(Point-per-instance localization data)
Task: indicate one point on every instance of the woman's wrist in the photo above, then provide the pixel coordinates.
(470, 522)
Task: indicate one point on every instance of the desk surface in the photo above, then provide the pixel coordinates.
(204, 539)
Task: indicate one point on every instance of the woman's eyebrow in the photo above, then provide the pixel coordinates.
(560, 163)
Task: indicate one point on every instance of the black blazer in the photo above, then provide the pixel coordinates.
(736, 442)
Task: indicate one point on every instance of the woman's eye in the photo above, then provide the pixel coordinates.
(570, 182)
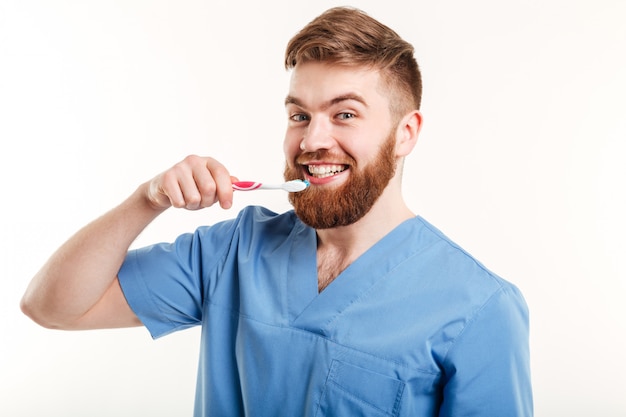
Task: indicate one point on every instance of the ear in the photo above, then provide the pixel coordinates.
(407, 133)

WHAT IS EXPECTED
Repeat every entry above exactly; images stay out of the copy.

ANSWER TO THIS TASK
Task: indicate one point on every instance of the woman's wrist in the photo above, then provide the pixel coordinates.
(470, 522)
Task: indicate one point on every instance of the desk surface in the photo above, then provide the pixel coordinates.
(204, 539)
Task: indicate one point on every instance of the woman's eyebrow in the photo above, then provide the pixel coordinates.
(560, 163)
Task: indicate one point on every instance of the black blazer in the photo above, then provide the pixel coordinates.
(736, 442)
Task: indicate one point on every instance of the woman's eye in the photo above, then provide the pixel coordinates.
(570, 182)
Task: indicate one point on every instance of the ear in the photo above, then provide the pixel coordinates.
(407, 133)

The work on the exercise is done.